§ **What the exercise asks**
Once you find the line with "Prompted segmentation: the" in the entries below, return exactly every line from it through the line with "rough mask: <svg".

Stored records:
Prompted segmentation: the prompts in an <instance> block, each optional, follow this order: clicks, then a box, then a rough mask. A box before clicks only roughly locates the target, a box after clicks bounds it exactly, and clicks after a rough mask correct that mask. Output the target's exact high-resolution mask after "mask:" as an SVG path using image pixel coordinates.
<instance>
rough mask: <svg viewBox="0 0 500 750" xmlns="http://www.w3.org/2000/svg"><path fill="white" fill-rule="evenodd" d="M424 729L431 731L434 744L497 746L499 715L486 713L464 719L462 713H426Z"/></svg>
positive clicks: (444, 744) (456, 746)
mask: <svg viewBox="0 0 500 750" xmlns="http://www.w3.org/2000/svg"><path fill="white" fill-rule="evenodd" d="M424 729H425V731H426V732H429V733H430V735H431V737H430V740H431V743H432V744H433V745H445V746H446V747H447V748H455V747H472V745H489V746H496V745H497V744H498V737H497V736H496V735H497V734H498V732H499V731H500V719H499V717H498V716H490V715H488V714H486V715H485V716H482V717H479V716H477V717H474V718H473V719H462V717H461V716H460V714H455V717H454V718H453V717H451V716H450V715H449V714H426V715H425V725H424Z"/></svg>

--

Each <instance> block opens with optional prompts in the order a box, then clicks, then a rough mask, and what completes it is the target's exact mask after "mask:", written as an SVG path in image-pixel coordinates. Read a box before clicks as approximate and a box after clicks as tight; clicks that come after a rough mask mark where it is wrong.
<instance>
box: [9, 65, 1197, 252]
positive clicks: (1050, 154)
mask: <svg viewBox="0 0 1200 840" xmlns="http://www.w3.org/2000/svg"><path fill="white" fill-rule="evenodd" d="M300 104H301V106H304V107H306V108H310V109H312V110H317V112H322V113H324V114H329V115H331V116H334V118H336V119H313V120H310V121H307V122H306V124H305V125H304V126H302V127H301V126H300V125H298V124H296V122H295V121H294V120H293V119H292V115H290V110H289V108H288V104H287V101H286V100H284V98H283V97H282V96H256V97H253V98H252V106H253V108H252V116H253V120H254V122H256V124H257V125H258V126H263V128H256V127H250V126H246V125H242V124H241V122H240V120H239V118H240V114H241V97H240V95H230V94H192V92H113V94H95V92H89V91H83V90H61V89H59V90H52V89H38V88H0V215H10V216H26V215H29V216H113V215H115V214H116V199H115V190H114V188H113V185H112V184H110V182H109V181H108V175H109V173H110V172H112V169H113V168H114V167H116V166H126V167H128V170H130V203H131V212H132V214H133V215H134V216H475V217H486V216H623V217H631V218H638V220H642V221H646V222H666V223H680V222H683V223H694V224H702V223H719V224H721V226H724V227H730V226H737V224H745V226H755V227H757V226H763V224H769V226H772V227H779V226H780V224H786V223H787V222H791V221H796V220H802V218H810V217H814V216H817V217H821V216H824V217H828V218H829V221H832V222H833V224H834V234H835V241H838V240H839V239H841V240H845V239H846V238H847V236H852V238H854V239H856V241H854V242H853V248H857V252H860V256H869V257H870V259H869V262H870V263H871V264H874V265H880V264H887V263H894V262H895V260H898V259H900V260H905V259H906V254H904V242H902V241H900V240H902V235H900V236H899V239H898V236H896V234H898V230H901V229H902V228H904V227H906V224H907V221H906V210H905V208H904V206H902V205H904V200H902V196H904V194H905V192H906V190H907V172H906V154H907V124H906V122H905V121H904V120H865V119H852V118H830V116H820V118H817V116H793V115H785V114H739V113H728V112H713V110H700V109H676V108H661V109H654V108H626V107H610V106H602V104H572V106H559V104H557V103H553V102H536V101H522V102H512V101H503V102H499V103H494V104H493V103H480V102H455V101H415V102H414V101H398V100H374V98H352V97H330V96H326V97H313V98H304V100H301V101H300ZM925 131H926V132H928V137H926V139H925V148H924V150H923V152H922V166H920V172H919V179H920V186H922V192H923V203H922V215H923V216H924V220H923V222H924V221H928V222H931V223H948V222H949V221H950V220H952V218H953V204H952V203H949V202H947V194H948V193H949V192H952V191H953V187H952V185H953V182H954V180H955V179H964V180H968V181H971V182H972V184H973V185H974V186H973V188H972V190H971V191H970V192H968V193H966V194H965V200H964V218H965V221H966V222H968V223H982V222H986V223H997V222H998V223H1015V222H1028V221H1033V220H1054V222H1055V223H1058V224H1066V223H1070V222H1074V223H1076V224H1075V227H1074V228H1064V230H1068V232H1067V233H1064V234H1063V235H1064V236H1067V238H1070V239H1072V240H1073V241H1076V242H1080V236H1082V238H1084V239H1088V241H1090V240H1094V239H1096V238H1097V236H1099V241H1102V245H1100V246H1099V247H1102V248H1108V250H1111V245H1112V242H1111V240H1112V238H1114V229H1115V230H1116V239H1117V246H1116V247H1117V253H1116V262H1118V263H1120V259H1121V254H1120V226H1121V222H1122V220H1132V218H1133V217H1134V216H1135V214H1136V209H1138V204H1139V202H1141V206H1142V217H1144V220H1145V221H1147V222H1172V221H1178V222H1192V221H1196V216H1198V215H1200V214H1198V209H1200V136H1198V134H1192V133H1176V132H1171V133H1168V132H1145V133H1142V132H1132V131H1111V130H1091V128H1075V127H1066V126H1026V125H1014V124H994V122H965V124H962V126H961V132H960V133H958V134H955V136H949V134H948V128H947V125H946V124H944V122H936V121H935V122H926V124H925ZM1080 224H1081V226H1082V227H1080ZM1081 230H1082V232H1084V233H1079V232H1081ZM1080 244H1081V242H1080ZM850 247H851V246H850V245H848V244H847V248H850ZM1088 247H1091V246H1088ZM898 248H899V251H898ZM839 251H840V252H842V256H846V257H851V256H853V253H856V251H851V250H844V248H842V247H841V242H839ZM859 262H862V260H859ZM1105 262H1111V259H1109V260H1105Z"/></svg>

§ **Solution for this exercise**
Prompted segmentation: the prompts in an <instance> block, each optional, follow this order: clicks, then a box, then a rough mask. A box before clicks only roughly locates the target, a box after clicks bounds it exactly, and clicks after a rough mask correct that mask. Output the target's exact high-resolution mask after "mask:" as an SVG path using image pixel coordinates.
<instance>
rough mask: <svg viewBox="0 0 500 750" xmlns="http://www.w3.org/2000/svg"><path fill="white" fill-rule="evenodd" d="M424 729L431 731L434 744L497 746L499 715L486 713L464 719L462 713H426Z"/></svg>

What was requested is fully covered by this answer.